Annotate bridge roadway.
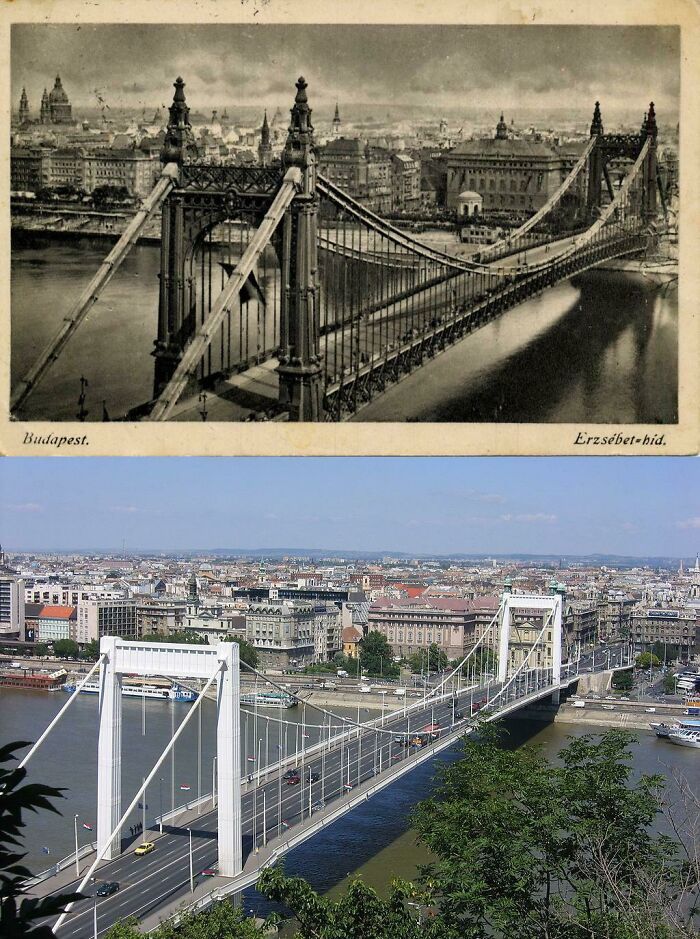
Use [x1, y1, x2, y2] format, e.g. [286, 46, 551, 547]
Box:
[165, 226, 596, 421]
[46, 685, 474, 939]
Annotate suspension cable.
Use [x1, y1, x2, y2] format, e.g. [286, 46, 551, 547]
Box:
[17, 653, 107, 769]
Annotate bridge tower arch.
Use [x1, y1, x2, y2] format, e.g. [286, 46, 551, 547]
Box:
[97, 636, 243, 877]
[153, 78, 323, 421]
[277, 77, 323, 421]
[498, 588, 562, 695]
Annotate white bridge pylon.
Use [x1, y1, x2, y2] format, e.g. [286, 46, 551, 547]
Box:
[498, 592, 562, 695]
[97, 636, 243, 877]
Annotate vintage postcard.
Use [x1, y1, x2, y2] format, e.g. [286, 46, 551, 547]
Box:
[0, 0, 700, 455]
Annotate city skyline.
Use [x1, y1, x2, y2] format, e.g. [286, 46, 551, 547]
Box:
[0, 458, 700, 557]
[11, 24, 679, 119]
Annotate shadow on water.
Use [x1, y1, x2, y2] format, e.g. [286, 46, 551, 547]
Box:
[358, 271, 678, 424]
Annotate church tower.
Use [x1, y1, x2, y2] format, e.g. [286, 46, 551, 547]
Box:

########################################

Task instructions
Count the lines in the records above that contain the string "tower", treating uppercase and lowercase as different. Reply with the number alone.

Solution for this problem
2